==== DATA TO USE ====
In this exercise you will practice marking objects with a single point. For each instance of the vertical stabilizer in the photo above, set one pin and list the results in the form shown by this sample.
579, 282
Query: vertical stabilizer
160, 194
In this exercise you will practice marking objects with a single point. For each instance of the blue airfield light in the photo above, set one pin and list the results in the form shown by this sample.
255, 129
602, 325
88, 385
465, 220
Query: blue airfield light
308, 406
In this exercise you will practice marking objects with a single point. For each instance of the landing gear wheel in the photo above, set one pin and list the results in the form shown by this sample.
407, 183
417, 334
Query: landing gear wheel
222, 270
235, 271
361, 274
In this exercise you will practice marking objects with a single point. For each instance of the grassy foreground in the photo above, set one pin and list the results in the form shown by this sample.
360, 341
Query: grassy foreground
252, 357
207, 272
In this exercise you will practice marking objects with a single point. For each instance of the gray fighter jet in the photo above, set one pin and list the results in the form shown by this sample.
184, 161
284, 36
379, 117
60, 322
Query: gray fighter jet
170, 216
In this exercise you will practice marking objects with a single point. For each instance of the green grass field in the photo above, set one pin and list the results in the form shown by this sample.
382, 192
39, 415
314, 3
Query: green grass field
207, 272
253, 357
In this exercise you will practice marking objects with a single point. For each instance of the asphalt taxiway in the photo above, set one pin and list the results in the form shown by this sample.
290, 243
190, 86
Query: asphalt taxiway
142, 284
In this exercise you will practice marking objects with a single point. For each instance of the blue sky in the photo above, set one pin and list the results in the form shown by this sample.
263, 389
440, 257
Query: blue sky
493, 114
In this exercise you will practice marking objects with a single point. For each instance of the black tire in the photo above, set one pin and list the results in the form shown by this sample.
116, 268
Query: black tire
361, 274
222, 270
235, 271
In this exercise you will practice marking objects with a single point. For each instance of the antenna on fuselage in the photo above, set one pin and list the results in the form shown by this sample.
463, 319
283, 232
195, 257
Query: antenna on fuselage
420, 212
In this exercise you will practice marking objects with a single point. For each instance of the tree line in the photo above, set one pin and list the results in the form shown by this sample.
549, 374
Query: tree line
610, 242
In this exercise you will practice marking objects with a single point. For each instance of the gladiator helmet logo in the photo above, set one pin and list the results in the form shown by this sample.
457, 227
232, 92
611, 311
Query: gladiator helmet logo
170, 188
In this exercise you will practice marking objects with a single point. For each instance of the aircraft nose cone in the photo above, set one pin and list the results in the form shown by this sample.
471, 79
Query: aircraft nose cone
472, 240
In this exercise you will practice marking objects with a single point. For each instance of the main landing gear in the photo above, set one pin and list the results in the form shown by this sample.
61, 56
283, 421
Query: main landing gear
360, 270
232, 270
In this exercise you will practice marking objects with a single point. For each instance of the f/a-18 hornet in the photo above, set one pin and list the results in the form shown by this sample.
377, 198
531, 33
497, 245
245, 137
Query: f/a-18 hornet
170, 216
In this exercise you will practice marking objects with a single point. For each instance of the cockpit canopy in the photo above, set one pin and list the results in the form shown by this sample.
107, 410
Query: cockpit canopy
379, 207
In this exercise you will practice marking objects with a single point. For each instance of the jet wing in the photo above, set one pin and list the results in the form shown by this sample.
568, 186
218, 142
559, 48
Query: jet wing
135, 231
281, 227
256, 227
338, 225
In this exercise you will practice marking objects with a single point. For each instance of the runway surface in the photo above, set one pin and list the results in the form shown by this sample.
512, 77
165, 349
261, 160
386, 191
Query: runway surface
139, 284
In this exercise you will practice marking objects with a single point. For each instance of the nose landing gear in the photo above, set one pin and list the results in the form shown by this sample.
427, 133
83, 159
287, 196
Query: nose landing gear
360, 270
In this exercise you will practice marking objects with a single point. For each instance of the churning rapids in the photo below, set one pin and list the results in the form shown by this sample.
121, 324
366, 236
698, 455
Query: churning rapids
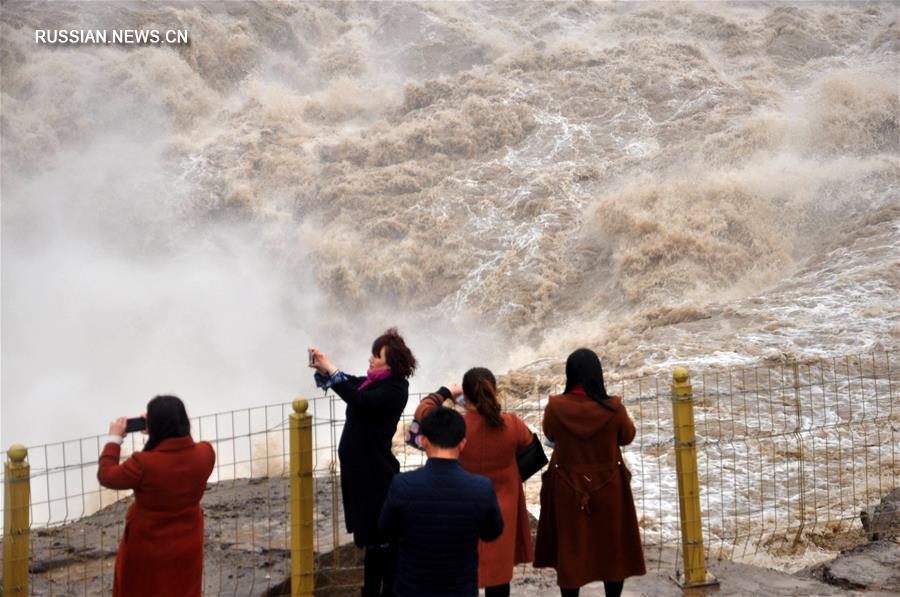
708, 184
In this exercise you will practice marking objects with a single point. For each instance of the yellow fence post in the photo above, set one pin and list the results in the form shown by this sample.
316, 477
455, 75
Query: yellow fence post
16, 528
695, 573
302, 579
====
Return all the records exactly. Skip the pictures.

In this exercise you will practice marking objects with a single point. For each instance of the vertical stabilizer in the photo above, set one pin and list the results in the form shown by this sample.
579, 282
Query: vertical stabilizer
160, 194
In this exercise you will practice marking objects with a single point. For each instance of the blue airfield light in the photo above, set one pin and list the results in the form shown by this sample.
255, 129
602, 325
88, 385
465, 220
Query: blue airfield light
308, 406
In this exercise you will practice marking objects with a single point. For each instance of the landing gear wheel in the photo above, set one pin and list the results in the form shown by this sample.
407, 183
417, 334
Query: landing gear wheel
222, 270
235, 271
361, 274
In this exercise you will practice marking objects with a single point. For each instance of the grassy foreground in the photo above, set one pin and list the results in the form shown by this sample.
360, 341
Query: grassy foreground
252, 357
207, 272
In this exercise you will practice marking objects with a single point. For each instance of the gray fighter jet in the photo above, set one pin and list the results in the form shown by this sample.
184, 161
284, 36
379, 117
60, 322
Query: gray fighter jet
170, 216
In this exercise you will practice marking objects with a single point. For each instance of the green grass field in the photo above, set one pin and list the results in the form shown by this sample.
382, 192
39, 415
314, 3
Query: green grass field
207, 272
253, 357
In this exercise you will practice marking objects with a single point. For each instance of the asphalt taxiway in the photo above, set one pin and list the results in the form shown by this sample.
290, 243
190, 86
Query: asphalt taxiway
142, 284
In this exercise you will practice marking objects with a single point. For each instance of the blue sky in the photo above, set one pin and list the results in the form shown by this sample.
263, 389
440, 257
Query: blue sky
493, 114
In this exercise you will practice marking objects with a single point. For each instance of the black tire in the photo above, set one pin and list the results in the form shown by this sample.
116, 268
Query: black tire
361, 274
222, 270
235, 271
In this exercise you will practice marking objects with a single point. For each instance of the antenna on fuselage in the photo above, set one pin and list the results in the form shown by this sample.
463, 319
283, 232
195, 257
Query: antenna on fuselage
420, 212
In this exercise you will practice marking objects with a single point. For each instance of the tree line in the photo above, set one pin and list the results in the form shown by this sample.
549, 374
Query: tree line
610, 242
In this exercise you will practice marking objects with a single point. For each instance of the gladiator helmet logo in the photo above, set one pin and list the results in the form shown by this sample.
457, 227
232, 92
611, 311
Query: gladiator helmet logo
170, 188
In this exercise you will practice marking objects with a single point. For each instance of the aircraft nose cone in the photo above, set one pin and list the results in the form shown by this sample.
471, 79
Query: aircraft nose cone
472, 240
In this exercise you will practice marking objects with a single point. For each instance of the main landing gear in the photo above, set one pin and list the results in the form shown by this sample.
61, 56
283, 421
Query: main landing gear
360, 270
232, 270
In this exercise you will practice marking objects with a single point. For each instance of the f/a-18 hornet in the photo above, set one pin and list the results in the form shown by this sample.
377, 198
531, 33
497, 245
245, 137
Query: f/a-18 hornet
170, 216
In this exercise you will practice marking objects with a single point. For each instance of the cockpit canopy in the photo above, set one pin and list the results in the form shown by this sample.
107, 410
Query: cockpit canopy
379, 207
In this exercise you will practice marking objects with a single point. For each instance of the jet wing in the photo above, set one pin and list the results in the form shown by this sample.
568, 186
218, 142
559, 48
Query: jet wing
135, 231
281, 227
256, 227
338, 225
In this exercise you will practice marking objects with a single point. For each instance of the runway surface in the photo above, set one pin and list the results in the form shown by this sample.
512, 77
165, 349
261, 160
386, 191
Query: runway surface
139, 284
In this exercise you will practice marking objects with a single point. For each instance of the nose landing gear in the photo above, set one pin and list the results in the form shown by this sample.
427, 133
83, 159
287, 196
Query: nose landing gear
360, 270
In this exercise you will practice marking objects with a single point. For each instance of the churning rapids in the photo below, set one pin and list the results in the form shown by this sample.
121, 324
366, 236
698, 455
Query: churning rapids
708, 184
In this exercise you will practice marking objects with a single point. For each instance of the yellow fence post in the photo above, set one pin and list the results in the form shown by this sample.
316, 477
455, 75
Query: yellow fence post
16, 528
695, 573
302, 579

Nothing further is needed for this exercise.